Work task 1 |
Answer these questions from the citation page:
(a) In which volume and issue of Academic Emergency Medicine does the review appear?
(b) On what date was the revision received?
(c) What page range does the article cover?
Work task 2 | List every author named in the citation on the citation page, in the order given.

Page excerpt |

--- START ---

Determinants of Emergency Department Visits by Older Adults: A Systematic Review
Version of Record online: 28 JUN 2008
© 2003 Society for Academic Emergency Medicine
Academic Emergency Medicine
Volume 10, Issue 12, pages 1362–1370, December 2003
How to Cite
McCusker, J., Karp, I., Cardin, S., Durand, P. and Morin, J. (2003), Determinants of Emergency Department Visits by Older Adults: A Systematic Review. Academic Emergency Medicine, 10: 1362–1370. doi: 10.1197/S1069-6563(03)00539-6
- Issue online: 28 JUN 2008
- Version of Record online: 28 JUN 2008
- Received December 20, 2002; revision received May 8, 2003; accepted May 16, 2003.

--- END ---

Supplied records |

--- START ---

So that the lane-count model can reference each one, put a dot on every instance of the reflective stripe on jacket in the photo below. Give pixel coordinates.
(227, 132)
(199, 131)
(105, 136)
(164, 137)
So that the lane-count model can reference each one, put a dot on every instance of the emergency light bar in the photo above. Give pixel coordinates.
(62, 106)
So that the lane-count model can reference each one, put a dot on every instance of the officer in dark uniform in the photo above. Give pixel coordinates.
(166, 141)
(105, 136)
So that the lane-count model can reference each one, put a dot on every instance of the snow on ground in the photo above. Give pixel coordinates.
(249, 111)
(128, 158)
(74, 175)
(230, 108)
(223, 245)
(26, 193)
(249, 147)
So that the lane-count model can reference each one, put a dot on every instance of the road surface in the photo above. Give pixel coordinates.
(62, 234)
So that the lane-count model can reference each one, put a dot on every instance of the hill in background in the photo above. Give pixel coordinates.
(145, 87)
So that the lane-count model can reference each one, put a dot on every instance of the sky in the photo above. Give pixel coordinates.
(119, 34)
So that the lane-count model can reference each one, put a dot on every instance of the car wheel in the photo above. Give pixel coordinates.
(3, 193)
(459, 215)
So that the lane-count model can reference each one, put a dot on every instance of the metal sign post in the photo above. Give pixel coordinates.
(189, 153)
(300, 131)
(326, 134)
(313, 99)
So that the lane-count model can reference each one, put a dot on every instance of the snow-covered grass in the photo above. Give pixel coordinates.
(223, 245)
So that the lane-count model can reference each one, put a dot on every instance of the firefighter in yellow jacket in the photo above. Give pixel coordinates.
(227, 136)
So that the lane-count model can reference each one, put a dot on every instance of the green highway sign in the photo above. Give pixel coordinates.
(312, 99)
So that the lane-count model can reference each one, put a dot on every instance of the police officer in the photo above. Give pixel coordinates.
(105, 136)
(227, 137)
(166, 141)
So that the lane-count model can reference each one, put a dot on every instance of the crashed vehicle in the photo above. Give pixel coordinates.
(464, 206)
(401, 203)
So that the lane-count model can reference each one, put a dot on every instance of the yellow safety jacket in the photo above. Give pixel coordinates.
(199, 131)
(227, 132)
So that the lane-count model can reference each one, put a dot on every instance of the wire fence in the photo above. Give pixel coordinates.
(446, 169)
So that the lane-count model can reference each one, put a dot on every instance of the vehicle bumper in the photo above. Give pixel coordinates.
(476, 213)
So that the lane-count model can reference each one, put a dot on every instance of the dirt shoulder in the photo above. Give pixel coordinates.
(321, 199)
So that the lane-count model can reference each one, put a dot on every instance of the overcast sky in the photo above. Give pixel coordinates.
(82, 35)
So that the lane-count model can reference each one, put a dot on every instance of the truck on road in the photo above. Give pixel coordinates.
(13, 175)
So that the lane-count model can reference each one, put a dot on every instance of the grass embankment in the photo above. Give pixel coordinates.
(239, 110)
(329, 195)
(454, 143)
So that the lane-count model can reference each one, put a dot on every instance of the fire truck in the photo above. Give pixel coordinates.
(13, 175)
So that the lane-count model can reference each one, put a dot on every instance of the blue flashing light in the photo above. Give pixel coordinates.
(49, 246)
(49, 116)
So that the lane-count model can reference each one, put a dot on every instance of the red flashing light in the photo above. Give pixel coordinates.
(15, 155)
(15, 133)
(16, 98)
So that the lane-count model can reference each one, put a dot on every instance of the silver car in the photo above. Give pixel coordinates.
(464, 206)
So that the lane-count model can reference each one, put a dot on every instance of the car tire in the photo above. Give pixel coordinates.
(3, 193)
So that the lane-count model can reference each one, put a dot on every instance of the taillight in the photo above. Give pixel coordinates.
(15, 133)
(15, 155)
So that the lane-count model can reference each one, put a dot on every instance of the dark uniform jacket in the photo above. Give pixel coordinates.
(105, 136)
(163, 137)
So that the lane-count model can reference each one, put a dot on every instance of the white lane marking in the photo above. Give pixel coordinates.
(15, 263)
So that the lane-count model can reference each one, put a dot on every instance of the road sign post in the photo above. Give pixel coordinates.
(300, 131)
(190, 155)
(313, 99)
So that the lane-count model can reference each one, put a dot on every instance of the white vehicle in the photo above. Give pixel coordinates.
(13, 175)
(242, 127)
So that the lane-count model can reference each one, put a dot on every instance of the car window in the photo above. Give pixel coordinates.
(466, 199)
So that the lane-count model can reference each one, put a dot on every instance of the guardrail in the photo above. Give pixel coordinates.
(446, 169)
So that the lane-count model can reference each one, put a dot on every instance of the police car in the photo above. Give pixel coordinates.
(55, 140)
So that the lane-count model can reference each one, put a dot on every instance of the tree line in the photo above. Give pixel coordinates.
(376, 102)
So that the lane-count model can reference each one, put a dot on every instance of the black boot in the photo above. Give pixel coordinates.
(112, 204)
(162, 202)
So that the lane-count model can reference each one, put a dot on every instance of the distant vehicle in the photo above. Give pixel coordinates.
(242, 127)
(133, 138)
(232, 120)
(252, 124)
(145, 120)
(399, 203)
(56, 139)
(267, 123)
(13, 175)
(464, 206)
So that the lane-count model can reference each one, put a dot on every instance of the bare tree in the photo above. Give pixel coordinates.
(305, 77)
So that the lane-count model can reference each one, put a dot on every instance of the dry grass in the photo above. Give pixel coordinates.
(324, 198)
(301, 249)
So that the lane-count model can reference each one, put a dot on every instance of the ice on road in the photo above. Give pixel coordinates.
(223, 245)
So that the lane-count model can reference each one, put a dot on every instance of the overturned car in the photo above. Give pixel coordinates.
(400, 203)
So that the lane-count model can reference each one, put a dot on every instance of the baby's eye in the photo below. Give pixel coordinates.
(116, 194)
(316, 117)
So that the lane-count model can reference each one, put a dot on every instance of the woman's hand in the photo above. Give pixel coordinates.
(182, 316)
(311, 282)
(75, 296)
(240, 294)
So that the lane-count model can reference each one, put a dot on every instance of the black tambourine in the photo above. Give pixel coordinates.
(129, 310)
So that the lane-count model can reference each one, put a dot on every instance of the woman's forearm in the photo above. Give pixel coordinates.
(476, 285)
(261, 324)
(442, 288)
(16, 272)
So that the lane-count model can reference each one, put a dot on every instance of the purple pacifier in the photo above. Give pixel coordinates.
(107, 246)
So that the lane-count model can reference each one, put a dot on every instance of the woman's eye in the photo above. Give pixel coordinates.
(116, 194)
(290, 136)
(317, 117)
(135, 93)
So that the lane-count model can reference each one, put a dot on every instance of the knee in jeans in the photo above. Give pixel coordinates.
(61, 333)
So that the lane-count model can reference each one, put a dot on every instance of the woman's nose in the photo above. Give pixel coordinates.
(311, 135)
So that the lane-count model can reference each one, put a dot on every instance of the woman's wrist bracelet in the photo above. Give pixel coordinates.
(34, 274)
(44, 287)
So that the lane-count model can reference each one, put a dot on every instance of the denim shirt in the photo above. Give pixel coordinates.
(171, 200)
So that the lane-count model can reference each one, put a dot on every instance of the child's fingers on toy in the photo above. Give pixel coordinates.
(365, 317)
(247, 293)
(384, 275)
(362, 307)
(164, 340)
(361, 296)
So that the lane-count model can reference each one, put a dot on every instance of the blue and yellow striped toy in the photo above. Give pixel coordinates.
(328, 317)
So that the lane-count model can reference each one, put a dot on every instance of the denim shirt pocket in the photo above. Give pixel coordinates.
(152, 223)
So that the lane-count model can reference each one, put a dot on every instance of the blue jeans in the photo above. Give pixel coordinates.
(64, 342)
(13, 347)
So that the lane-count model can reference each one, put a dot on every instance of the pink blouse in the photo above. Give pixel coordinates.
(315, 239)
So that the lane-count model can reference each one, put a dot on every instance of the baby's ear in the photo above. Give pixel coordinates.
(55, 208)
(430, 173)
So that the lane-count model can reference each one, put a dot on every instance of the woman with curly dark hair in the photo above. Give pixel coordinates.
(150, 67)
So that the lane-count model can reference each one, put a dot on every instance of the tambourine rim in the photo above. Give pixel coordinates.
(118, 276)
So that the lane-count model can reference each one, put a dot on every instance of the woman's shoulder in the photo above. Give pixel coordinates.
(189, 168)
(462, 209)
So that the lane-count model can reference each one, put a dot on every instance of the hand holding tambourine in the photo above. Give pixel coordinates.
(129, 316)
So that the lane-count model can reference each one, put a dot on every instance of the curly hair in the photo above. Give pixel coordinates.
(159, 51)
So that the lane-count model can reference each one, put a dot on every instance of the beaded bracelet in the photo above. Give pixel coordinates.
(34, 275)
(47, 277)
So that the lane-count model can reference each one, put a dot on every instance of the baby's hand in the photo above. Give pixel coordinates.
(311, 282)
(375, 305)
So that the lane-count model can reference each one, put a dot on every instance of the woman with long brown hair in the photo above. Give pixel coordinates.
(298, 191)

--- END ---

Output 1 |
(a) Volume 10, Issue 12
(b) May 8, 2003
(c) Pages 1362–1370

Output 2 |
McCusker, J.
Karp, I.
Cardin, S.
Durand, P.
Morin, J.